--- Start Entries shown ---

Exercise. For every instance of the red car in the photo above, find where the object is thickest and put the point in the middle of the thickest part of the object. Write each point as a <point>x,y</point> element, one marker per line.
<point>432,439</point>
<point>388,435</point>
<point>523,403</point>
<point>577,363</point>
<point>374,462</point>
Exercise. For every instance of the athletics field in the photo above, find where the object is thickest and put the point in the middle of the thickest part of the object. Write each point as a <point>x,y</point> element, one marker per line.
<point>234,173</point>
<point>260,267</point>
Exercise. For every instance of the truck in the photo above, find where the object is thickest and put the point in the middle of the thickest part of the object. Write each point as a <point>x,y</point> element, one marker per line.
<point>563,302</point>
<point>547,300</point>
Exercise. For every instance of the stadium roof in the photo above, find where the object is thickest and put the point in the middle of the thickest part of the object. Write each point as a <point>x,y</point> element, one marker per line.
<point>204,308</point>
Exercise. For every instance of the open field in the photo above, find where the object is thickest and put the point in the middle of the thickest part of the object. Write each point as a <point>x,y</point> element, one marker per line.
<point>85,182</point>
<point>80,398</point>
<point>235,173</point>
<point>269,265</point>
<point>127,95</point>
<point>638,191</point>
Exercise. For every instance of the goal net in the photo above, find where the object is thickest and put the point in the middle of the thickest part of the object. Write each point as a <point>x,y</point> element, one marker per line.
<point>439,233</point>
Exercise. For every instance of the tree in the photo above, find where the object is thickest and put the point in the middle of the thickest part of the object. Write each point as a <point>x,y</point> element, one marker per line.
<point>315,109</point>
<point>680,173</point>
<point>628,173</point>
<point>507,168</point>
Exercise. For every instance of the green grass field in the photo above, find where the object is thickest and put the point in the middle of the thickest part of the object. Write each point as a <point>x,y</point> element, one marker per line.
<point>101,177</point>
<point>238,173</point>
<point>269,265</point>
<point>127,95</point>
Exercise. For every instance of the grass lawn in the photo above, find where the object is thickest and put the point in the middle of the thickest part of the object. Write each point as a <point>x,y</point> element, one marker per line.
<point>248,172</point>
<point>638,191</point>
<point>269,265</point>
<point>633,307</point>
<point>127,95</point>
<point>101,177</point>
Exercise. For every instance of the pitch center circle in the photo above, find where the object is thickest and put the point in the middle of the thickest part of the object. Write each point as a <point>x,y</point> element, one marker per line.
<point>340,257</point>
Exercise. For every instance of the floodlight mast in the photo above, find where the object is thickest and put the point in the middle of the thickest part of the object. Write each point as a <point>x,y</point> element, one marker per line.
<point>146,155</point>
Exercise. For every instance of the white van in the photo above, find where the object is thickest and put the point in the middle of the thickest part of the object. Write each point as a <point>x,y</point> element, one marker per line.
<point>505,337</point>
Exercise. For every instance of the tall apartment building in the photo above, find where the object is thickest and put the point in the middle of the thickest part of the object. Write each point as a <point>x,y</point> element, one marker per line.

--- End Entries shown ---

▶ **Stated task**: From the listing above, extract all records word for word.

▶ **Expected output**:
Exercise. For every instance of the red car in the photo above, find where the object is thickest and put the point in the middle of the thickest part of the object. Write each point as a <point>x,y</point> element, one marker per line.
<point>432,439</point>
<point>388,435</point>
<point>523,403</point>
<point>577,363</point>
<point>374,462</point>
Exercise. For every instance of the athletics field in the photo above, find where the object is thickest and put the point in the middle of the thickest part of the object. Write each point as a <point>x,y</point> element, one marker per line.
<point>234,173</point>
<point>260,267</point>
Exercise. For every instance of the truck in the photo above, find where the object is thickest and put the point in the middle of the thickest part of the object. Write each point as a <point>x,y</point> element, one marker per line.
<point>563,302</point>
<point>547,300</point>
Exercise. For every instance of the stadium roof in the photo above, find where the object is thickest and put the point in the middle of the thickest part of the object. Write each point as a <point>x,y</point> element, one marker per line.
<point>204,308</point>
Exercise. For every instance of the open field in the photo above, find where the object is thickest and put the point in the middle of the thickest part of the object. Write each point as a <point>x,y</point> element, one marker per line.
<point>85,182</point>
<point>80,398</point>
<point>235,173</point>
<point>269,265</point>
<point>127,95</point>
<point>638,191</point>
Exercise. For every instance of the goal net in the photo above, find where the object is thickest and put the point in the middle of the thickest part of the object. Write each point as a <point>x,y</point> element, one marker per line.
<point>439,233</point>
Exercise. For every instance of the tree in the photo above, find where the object is thickest and put the point in the middle of the thickest part of the object. Write each point as a <point>x,y</point> element, one marker per line.
<point>315,109</point>
<point>680,173</point>
<point>628,173</point>
<point>507,168</point>
Exercise. For every instance of the green grass field in the photo above, find where the object is thickest and put the point in the middle of the thickest part of the object. Write each point as a <point>x,y</point> element, one marker per line.
<point>101,177</point>
<point>238,173</point>
<point>269,265</point>
<point>127,95</point>
Exercise. For every instance of the grass lawn in the photo above, find where the object is thickest and put the point in the middle of the thickest part of the object. Write each point as a <point>x,y</point> element, one marker per line.
<point>248,172</point>
<point>638,191</point>
<point>269,265</point>
<point>633,307</point>
<point>127,95</point>
<point>101,177</point>
Exercise. For every instance of the pitch center circle in the photo above, find where the object is thickest and put the point in the middle of the thickest part of the object. Write each point as a <point>x,y</point> element, one marker per line.
<point>340,257</point>
Exercise. For every instance of the floodlight mast in the photo above, find where the object is thickest and put the point in the middle of the thickest part of the object. Write each point as a <point>x,y</point> element, one marker per line.
<point>146,155</point>
Exercise. For every instance of the white van in the photo above, find where the object is thickest and put the point in the middle of the thickest part of the object. Write each point as a <point>x,y</point> element, one marker per line.
<point>505,337</point>
Exercise. For every instance of the tall apartment building in the photo above, find where the object is thickest and put the point in the middle of the thickest part of the object. Write each point as a <point>x,y</point> element, one marker per line.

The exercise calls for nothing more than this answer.